Task requirements: Reproduce the lines below exactly as they appear, leaving out the pictures.

Data shown:

________________________________________

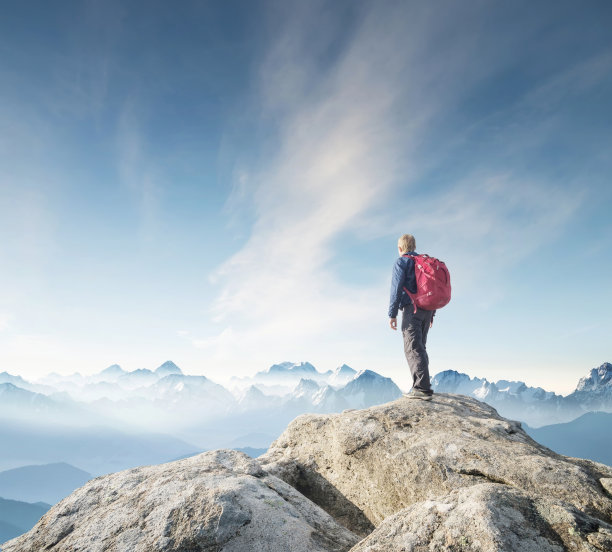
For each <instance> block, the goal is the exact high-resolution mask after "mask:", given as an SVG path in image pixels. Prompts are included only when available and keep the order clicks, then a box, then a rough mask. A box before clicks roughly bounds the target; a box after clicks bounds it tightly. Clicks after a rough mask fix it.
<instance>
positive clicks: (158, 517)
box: [2, 451, 359, 552]
mask: <svg viewBox="0 0 612 552" xmlns="http://www.w3.org/2000/svg"><path fill="white" fill-rule="evenodd" d="M358 540H359V539H358V538H357V537H356V536H355V535H353V534H352V533H351V532H350V531H348V530H346V529H345V528H343V527H341V526H339V525H338V524H337V523H336V522H335V521H334V520H333V519H332V518H331V517H330V516H329V515H328V514H326V513H325V512H324V511H323V510H321V509H320V508H319V507H317V506H315V505H314V504H313V503H312V502H310V501H309V500H308V499H306V498H304V497H303V496H302V495H300V494H299V493H298V492H297V491H296V490H295V489H294V488H293V487H290V486H289V485H287V484H286V483H284V482H283V481H281V480H280V479H278V478H276V477H274V476H269V475H268V474H266V473H265V472H264V471H262V469H261V467H260V466H259V464H258V463H257V462H256V461H255V460H252V459H251V458H249V457H248V456H246V455H245V454H243V453H240V452H236V451H214V452H207V453H204V454H200V455H198V456H194V457H191V458H188V459H186V460H180V461H178V462H171V463H168V464H160V465H158V466H150V467H144V468H136V469H132V470H128V471H124V472H119V473H116V474H112V475H108V476H104V477H99V478H97V479H94V480H92V481H90V482H89V483H88V484H87V485H85V486H84V487H82V488H81V489H79V490H77V491H75V492H74V493H72V494H71V495H70V496H69V497H67V498H66V499H64V500H63V501H62V502H60V503H59V504H58V505H56V506H54V507H53V508H52V509H51V510H50V511H49V512H48V513H47V514H46V515H45V516H43V518H42V519H41V520H40V521H39V523H38V524H37V525H36V526H35V527H34V528H33V529H32V530H31V531H30V532H29V533H26V534H25V535H22V536H21V537H19V538H17V539H14V540H12V541H9V542H8V543H6V544H5V545H4V546H3V547H2V550H3V552H40V551H41V550H50V551H53V552H76V551H87V552H98V551H100V552H101V551H110V550H113V551H116V552H128V551H129V552H145V551H146V552H154V551H160V552H161V551H164V552H169V551H173V552H195V551H210V552H213V551H219V552H220V551H223V552H239V551H244V550H249V551H253V552H258V551H261V552H263V551H270V550H281V549H283V550H292V551H294V550H295V551H303V552H307V551H308V552H310V551H321V552H323V551H332V550H333V551H344V550H348V549H349V548H350V547H351V546H352V545H354V544H355V543H356V542H357V541H358ZM278 543H282V546H281V548H277V546H278Z"/></svg>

________________________________________

Output below:
For each <instance> block, the goal is the exact high-resolution mask after "mask:", given as an SVG path in image pixels. Prompts are included only when available and keep the order clicks, then a box, then a rough mask. A box before clicks roughly bounds the target; a box after clicks bounds it tightly. Clicks after a rough mask fix it.
<instance>
positive clicks: (158, 517)
box: [2, 451, 359, 552]
mask: <svg viewBox="0 0 612 552" xmlns="http://www.w3.org/2000/svg"><path fill="white" fill-rule="evenodd" d="M358 540H359V539H358V538H357V537H356V536H355V535H353V534H352V533H351V532H350V531H348V530H346V529H345V528H343V527H341V526H339V525H338V524H337V523H336V522H335V521H334V520H333V519H332V518H331V517H330V516H329V515H328V514H326V513H325V512H324V511H323V510H321V509H320V508H319V507H317V506H315V505H314V504H313V503H312V502H310V501H309V500H308V499H306V498H304V497H303V496H302V495H300V494H299V493H298V492H297V491H296V490H295V489H294V488H293V487H290V486H289V485H287V484H286V483H284V482H283V481H281V480H280V479H278V478H276V477H274V476H269V475H268V474H266V473H265V472H264V471H262V469H261V467H260V466H259V464H258V463H257V462H256V461H255V460H252V459H251V458H249V457H248V456H246V455H245V454H243V453H240V452H236V451H214V452H207V453H204V454H200V455H198V456H194V457H191V458H188V459H186V460H180V461H178V462H171V463H168V464H160V465H158V466H150V467H144V468H136V469H132V470H128V471H124V472H119V473H116V474H112V475H108V476H104V477H99V478H97V479H94V480H92V481H90V482H89V483H88V484H87V485H85V486H84V487H82V488H81V489H79V490H77V491H75V492H74V493H72V494H71V495H70V496H69V497H67V498H66V499H64V500H63V501H62V502H60V503H59V504H58V505H56V506H54V507H53V508H52V509H51V510H50V511H49V512H48V513H47V514H46V515H45V516H43V518H42V519H41V520H40V521H39V523H38V524H37V525H36V526H35V527H34V528H33V529H32V530H31V531H30V532H29V533H26V534H25V535H22V536H21V537H19V538H17V539H14V540H12V541H9V542H8V543H6V544H5V545H4V546H3V547H2V550H3V552H40V551H41V550H50V551H53V552H76V551H87V552H98V551H100V552H101V551H110V550H113V551H116V552H128V551H129V552H145V551H146V552H154V551H160V552H161V551H164V552H169V551H173V552H195V551H210V552H213V551H219V552H220V551H223V552H239V551H244V550H249V551H253V552H258V551H261V552H263V551H270V550H281V549H283V550H292V551H294V550H295V551H303V552H307V551H308V552H310V551H321V552H323V551H332V550H333V551H344V550H348V549H349V548H350V547H351V546H352V545H354V544H355V543H356V542H357V541H358ZM278 543H282V546H281V548H277V546H278Z"/></svg>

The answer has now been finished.